* Text segment:
Here are some other important concepts:
- Fault tolerance (see above)
- Fault resilience: A fault may have an impact on the performance of the system, but the important functions will be continued to be offered.
- Fail-safeness: A system is fail-safe if it remains safe in the case of a fault. Safeness means that no catastrophic error will occur. A "catastrophe" is a situation that should never occur, such as the explosion of a nuclear reactor or the opening of the doors of a train in motion.

2.3 Physical distribution

Advantages of an implementation distributed over several computers:
- The failure of one computer does not necessarily affect, stop the system as a whole. The isolation of the fault (on to a given computer) is easily possible.
- Increase of the throughput (by performing operations in parallel).
Disavantages:
- The communication between the computers imply additional delays.
- Communication protocols are necessary for the recuperation of transmission errors and other communication problems.

2.4 Limited ressources

The ressources used by the system are limited. For example: the number of processors on a computer, memory space, maximum length of buffers for the reception of messages.
Note: Limited-size buffers may easily lead to deadlocks (when a producer cannot sent a message because the reception buffer is full); one must be very careful during the design of systems that communicate by messages.

Point labeling examples
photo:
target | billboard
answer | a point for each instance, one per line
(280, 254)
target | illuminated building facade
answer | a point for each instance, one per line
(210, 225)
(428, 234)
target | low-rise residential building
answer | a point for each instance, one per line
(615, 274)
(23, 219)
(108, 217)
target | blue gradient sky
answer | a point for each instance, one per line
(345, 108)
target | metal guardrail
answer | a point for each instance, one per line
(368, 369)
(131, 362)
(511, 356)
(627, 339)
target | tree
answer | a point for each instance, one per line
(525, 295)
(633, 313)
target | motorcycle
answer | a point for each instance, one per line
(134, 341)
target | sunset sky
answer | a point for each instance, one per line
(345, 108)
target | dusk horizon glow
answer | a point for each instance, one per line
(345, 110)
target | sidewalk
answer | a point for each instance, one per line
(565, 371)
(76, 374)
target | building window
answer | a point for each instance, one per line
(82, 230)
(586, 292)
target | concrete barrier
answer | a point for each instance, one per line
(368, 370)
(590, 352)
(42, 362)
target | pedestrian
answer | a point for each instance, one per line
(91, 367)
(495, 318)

* Set task A: In the text on distributed systems, how does spreading an implementation over several computers increase throughput?
* Set task B: List the examples of limited resources that the text on distributed systems gives.
* Set task C: Rewrite the stretch of the text on distributed systems from "Note: Limited-size buffers" through "communicate by messages.", substituting "sender" for "producer".

* Written reply A: Throughput increases because the computers can perform operations in parallel.

* Written reply B:
- The number of processors on a computer
- Memory space
- Maximum length of buffers for the reception of messages

* Written reply C:
Note: Limited-size buffers may easily lead to deadlocks (when a sender cannot sent a message because the reception buffer is full); one must be very careful during the design of systems that communicate by messages.